- _Supplied passage_
------------------------------------------------------------
Quotes of the Day

Actually, they’ve both been hanging around my tab bar for a couple of days, and they’re both brought to my attention thanks to Deacon Greg Kandra. And they’re both Must Reads:

1) “The news media, despite their claims of impartiality, and despite the good work they often do accomplish, are just as prone to prejudice, ignorance, bad craftsmanship and tribalism as any other profession. But unlike other professions, the press has constitutional protections. It also has real power in shaping how we think, what we think about and what we like, dislike and ignore. America’s media, including its news media, are the greatest catechetical syndicate in history. And if that kind of power doesn’t make us uneasy, it should at least make us alert.”

— Archbishop Charles Chaput, offering what may be the best and most thoughtful analysis of the American media yet penned by a Catholic bishop…or anyone else, for that matter. Must read.

And some more Catholic commentary on media

2) “We now record fetal heartbeats at 14 days post-conception. We record fetal brainwaves at 39 days post-conception. And I don’t expect you to answer this, but I do expect you to pay attention to it as you contemplate these big issues. We have this schizophrenic rule of the law where we have defined death as the absence of those, but we refuse to define life as the presence of those.”
— – Sen.Tom Coburn, speaking to Supreme Court nominee Judge Sonia Sotomayor at confirmation hearing, July 15, 2009.

I confess, I have never thought of Coburn’s argument. He’s quite right.

About Elizabeth Scalia
  • joseph

    Thanks for the article from Archbishop Charles Chaput.

    Something he said set off a lightbulb in my head on something I have been thinking about for awhile.

    We get our news from the “Forth Estate” and one liberal Main Stream Media has made demi-gods out of our news anchors.

    Why do we assume that we cannot look indepth at the live of these news reporters ? Why do we not expose them with their infedelities and aberrant lifestyles ? In other words why not show the world in a Christian light the kind of lives they live – these so called EXPERTS who mold so much of our lives and the environment in such a dangerous way ?

  • dry valleys

    It’s funny because I regard the media as being very much pro-religion, including the “liberal” media which not only persists in telling us how good Islamism is, but has also started going dewy-eyed over Christianity in recent times.

    These assaults on the “new atheists” are typical. They simply dismiss any criticism of (a) truth claims made by religions & (b) the effects of religion in the world out of hand.

    We’ve even reached the point where atheist books are having a hard time getting out of the printing press because publishers self-censor, in particular through fears of Islamic reprisals, but also because of the church, which seems to have been given a new lease of life in assertiveness by the growth of Islam (presumably thinking that if religions can cow non-believers into doing their bidding, they might as well join in) is flexing its muscles through the blasphemy law in Ireland & the operations of the likes of Stephen Green, who demand that the law be changed to enshrine their outrage & shut down any criticism of their assertions.
------------------------------------------------------------
- _Required work_
Continue the Quotes of the Day post and its comments from the point where it stops.

(Natural-language region descriptions)
------------------------------------------------------------
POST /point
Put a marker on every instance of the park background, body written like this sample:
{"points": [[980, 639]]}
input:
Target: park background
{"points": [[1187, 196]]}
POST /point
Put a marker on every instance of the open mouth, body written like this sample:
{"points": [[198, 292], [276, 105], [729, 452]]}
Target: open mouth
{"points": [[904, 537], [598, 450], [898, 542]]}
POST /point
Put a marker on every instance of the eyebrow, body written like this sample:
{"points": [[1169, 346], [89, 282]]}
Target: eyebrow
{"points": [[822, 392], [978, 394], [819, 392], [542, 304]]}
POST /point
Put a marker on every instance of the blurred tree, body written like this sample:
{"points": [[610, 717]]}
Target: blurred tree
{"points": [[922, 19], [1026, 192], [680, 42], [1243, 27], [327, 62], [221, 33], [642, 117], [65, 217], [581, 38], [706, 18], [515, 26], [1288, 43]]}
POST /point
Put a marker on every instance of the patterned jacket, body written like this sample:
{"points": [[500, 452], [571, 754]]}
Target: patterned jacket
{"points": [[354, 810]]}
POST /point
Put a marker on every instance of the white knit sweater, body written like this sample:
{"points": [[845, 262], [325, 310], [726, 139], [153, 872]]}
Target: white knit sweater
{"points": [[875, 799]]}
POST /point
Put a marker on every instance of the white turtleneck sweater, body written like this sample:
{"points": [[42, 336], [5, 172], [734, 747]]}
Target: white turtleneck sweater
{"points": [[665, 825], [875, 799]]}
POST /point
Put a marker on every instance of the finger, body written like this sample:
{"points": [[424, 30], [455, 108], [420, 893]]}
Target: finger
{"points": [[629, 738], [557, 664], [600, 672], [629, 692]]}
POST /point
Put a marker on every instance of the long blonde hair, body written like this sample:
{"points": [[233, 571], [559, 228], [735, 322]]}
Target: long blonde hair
------------------------------------------------------------
- _The answer_
    Any utterance by Richard Dawkins, or anything that can possibly be attributed to him whether he said/did it or not, is pounced upon by those who decided long ago that they hate him & will react to any outright fabrication about him by saying “I knew it all along, etc. etc.”

    I am very much a fan of the blogosphere for these reasons. I laugh my head off when people moan about a decline of standards, when you look at the shoddy journalism practiced in the MSM by those who are so used to having their assertions go unquestioned that they simply can’t handle it when they get pulled up.

    We can get unmediated access to professionals’ statements. I read blogs by doctors, teachers, policemen, scientists, academics etc. straight from them, as well as educated laymen. I no longer need to have some journalist trying to sell copies of his paper “interpret” findings. (Science coverage is especially bad, with the woeful “debate” about climate change perhaps the very worst offender of all).

    I think it is a very good thing that people financially support their favourite blogs. I hope investigative reporters can come to be employed by blogs. I think there is definitely a future for print journalism but they must accept that their arrogance of old was never warranted & has finally become unacceptable & unviable, which is good.

    PS- I am “asquith” on them links if you do click.
    PPS- I probably ate more than strictly necessary at dinner & can’t guarantee that I’ll be in a serene, benevolent frame of mind, which may make me a bit bitchy :)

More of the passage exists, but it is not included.